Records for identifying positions
****************************************

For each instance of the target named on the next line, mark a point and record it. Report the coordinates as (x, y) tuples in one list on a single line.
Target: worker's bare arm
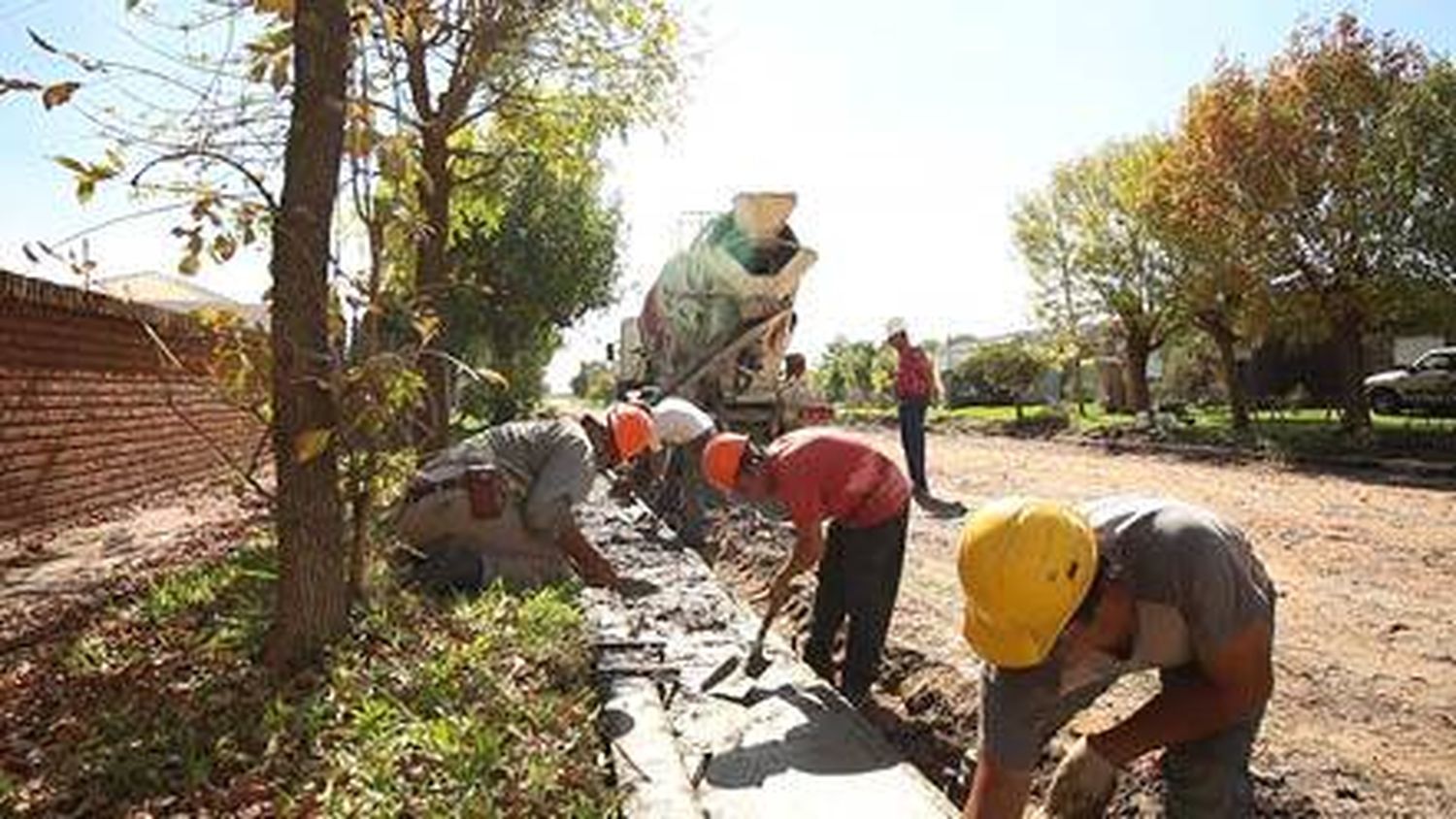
[(809, 548), (590, 563), (1237, 679), (996, 792)]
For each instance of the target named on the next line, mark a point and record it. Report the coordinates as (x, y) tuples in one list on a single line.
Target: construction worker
[(916, 389), (683, 428), (1063, 600), (827, 475), (500, 504)]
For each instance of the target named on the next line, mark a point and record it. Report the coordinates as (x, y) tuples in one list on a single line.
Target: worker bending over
[(826, 475), (1060, 601), (500, 504), (683, 429)]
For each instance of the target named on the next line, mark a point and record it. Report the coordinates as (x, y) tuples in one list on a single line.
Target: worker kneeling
[(500, 504), (1060, 601), (824, 475)]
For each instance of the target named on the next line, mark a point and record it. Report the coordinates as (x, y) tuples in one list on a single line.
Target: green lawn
[(468, 707), (1295, 434)]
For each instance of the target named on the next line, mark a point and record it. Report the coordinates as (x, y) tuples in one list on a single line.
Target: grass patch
[(1292, 434), (463, 707)]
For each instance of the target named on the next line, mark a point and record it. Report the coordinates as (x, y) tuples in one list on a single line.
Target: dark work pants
[(911, 437), (858, 579)]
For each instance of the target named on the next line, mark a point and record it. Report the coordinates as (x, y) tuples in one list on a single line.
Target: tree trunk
[(1076, 386), (433, 274), (312, 603), (1229, 367), (1138, 348), (1354, 405)]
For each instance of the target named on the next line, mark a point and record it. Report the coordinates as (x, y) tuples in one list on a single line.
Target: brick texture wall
[(92, 413)]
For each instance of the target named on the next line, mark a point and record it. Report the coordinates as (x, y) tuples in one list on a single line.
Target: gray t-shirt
[(1196, 582), (552, 458)]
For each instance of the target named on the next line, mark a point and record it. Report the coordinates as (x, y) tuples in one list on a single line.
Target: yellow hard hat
[(1025, 566)]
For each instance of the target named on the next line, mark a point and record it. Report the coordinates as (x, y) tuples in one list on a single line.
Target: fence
[(93, 413)]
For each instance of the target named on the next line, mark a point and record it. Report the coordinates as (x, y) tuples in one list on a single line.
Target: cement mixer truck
[(715, 326)]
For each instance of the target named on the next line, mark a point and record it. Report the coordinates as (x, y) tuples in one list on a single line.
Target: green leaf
[(223, 247), (41, 43)]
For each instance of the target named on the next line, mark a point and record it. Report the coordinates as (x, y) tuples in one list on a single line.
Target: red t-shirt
[(821, 473), (914, 377)]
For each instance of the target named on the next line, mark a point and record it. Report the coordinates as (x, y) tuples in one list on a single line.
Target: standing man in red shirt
[(827, 475), (916, 386)]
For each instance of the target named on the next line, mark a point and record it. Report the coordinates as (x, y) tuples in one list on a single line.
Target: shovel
[(753, 665)]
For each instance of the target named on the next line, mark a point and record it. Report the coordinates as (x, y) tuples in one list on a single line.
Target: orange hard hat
[(632, 431), (722, 455)]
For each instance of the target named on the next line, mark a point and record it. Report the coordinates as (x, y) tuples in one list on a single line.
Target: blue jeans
[(911, 437)]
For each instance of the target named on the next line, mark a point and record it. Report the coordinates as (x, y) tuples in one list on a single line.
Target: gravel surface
[(1363, 719)]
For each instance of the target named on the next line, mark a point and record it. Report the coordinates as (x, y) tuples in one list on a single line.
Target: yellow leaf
[(60, 93), (280, 72), (281, 8), (311, 443)]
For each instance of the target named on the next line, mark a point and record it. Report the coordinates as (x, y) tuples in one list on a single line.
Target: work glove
[(1083, 784)]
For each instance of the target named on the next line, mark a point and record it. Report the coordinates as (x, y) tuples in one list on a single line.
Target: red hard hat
[(722, 455)]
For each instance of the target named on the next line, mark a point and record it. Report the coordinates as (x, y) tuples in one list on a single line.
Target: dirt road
[(1363, 719)]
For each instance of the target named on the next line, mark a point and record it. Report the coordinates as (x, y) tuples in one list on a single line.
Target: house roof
[(175, 293)]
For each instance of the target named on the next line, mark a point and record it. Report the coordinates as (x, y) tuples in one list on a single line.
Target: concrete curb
[(782, 745)]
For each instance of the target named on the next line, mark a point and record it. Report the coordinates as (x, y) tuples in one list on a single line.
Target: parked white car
[(1429, 383)]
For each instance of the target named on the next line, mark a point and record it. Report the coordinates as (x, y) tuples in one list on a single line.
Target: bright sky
[(908, 130)]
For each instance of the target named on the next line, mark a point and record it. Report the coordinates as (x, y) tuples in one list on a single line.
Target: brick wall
[(92, 414)]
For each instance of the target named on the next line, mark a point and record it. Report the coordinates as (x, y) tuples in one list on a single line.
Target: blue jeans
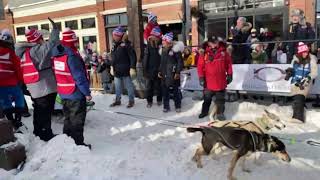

****************************************

Stated exercise
Print all of the records above word for word, without the pictures.

Output for this exercise
For each instance of the target named on the next line, mark a point and record it. Report the coordinates as (x, y) tuples in one list on a single line.
Target: worker's bare arm
[(809, 548), (590, 563), (1237, 679), (996, 792)]
For each instance of the target named on the next line, mark a point and record it. Report the coordinates as (x, y) tuples in one list on a single line.
Target: construction worker
[(916, 389), (683, 428), (1063, 600), (827, 475), (500, 504)]
For each instance of the target named on the next line, mark a point and record it. Report the coordinates as (x, y) tuples in one list on a single line.
Target: worker bending over
[(826, 475), (1060, 601), (500, 504), (683, 429)]
For each instance of the target named on the next line, mark a point and record it. Report the coordinates as (x, y) tuples in one list on a single line.
Target: worker kneeling
[(500, 504), (1060, 601), (824, 475)]
For each instance of the target named on the next line, mark a point and record it. Report the coordinates as (x, y) tuples in one list on a single line.
Target: green lawn
[(468, 707), (1295, 434)]
For each instance of the target named on the next line, mark a point and record it. Report the coordinates as (x, y) tuples in one list on a single line.
Target: grass patch
[(1292, 434), (463, 707)]
For each instance of the target named on the next line, mark a point and record it. Report the coordinates as (x, y) tuples in one list on a single line.
Target: dark work pants
[(911, 437), (858, 579)]
For each instance of the target named on the next line, mark a point and record it. Report the coordinates as (x, y) tuples in one list on a single line.
Target: tree trunk
[(1076, 386), (433, 274), (312, 603), (1229, 367), (1138, 348), (1354, 405)]
For each instance of the target named on the next line, mark a point and record it. Report the coordinates as (x, y) tuples in one list on a single line.
Target: brick texture wall
[(92, 413)]
For each instance of the target named on the next line, mark a point and record it. Report the coordinates as (x, y) tuples in one list on a single line.
Target: gray t-shirt
[(1196, 582), (552, 458)]
For each instance of the target named on the next line, mark a point and record it. Report the coordinates as (x, y) tuples in one list on a single line.
Target: yellow hard hat
[(1025, 566)]
For each instance of the target named on the next line, mark a point and record it. Report the coordinates as (x, y) tuples in one list on a single line.
Target: fence
[(93, 413)]
For each instance of the target named on the next line, mark a point and record it. Report the coordinates as (x, y) tuples in one list on a single line.
Target: cement mixer truck
[(715, 326)]
For each instance of the target named on the next line, mark a point and record it. Report the coordinates as (x, y) tuples in one list on a single line.
Target: green leaf
[(223, 247), (41, 43)]
For each instance of the target named on the next line, mark a point and record it. Report the coordinates as (x, y) tuples in one list on a single line.
Target: red t-shirt
[(821, 473), (914, 377)]
For each instance of the target named on the next line, mark a point and record it. Report the coordinates as (x, y) tuples in one list on a single line.
Target: standing man in red shirt
[(827, 475), (916, 386)]
For each instance of the target named on the next line, mark a point and record it. Report the coordinates as (x, y) tuples in one list on a single line.
Target: shovel
[(753, 665)]
For each instance of the target named on the next line, mark a point and record it. Report the coordinates as (x, y) tuples in one list on a single line.
Target: orange hard hat
[(632, 431), (722, 455)]
For each instance of the target named on the next line, mark a point and record it. Report the coordinates as (x, y) tuples in one list on a single line.
Target: blue jeans
[(911, 437)]
For each instance of the target named on the next line, mark a point and record it. Report the coordinates as (x, y) tuples in one list on a single line.
Target: gravel surface
[(1363, 719)]
For each instance of the target named on the next line, mark a point and record it. Report the coordinates as (x, y) tuples in one list on a single line.
Target: yellow leaf
[(60, 93), (280, 72), (281, 8), (311, 443)]
For each instance of the target named on the next line, mark a point and record it. Report the coordinates as (x, y) tuples in one list on a single line.
Target: work glove
[(1083, 784)]
For each instance of the target named on the next line, mark a point and record it. Report the coordinates as (x, y) tuples in one list on a single line.
Target: red hard hat
[(722, 455)]
For each instance of the target named on the next line, mark a point and record it. Report the coordinates as (x, y) tuples in one list on a single line.
Target: dirt road
[(1363, 719)]
For each instance of the target named on the next line, mark a point and record it. Report the coordinates as (x, y) tuples in one list on a single line.
Target: house roof
[(175, 293)]
For each instance of the target named on the next line, mark a point and record it. Report the coordinates as (x, y) tuples in one list on a single line.
Target: concrete curb
[(782, 745)]
For each instance of the target named on the next line, mark a point and record it. Report the coordinates as (x, y) tuples in one list on a single line.
Target: parked white car
[(1429, 383)]
For each instance of the target named on the next line, mark a point and record it. Report the coordinates as (x, y) tuples in one list on a single line.
Target: bright sky
[(908, 130)]
For each instance of the target named on the next line, mark a point and record it. Report the coordinates as (x, y) tuples in one list on a single line.
Target: brick wall
[(92, 414)]
For each instance of the target named on the next line, mark a point and record it. Report the coordinates as (x, y) tuples in one list on a single line.
Target: blue jeans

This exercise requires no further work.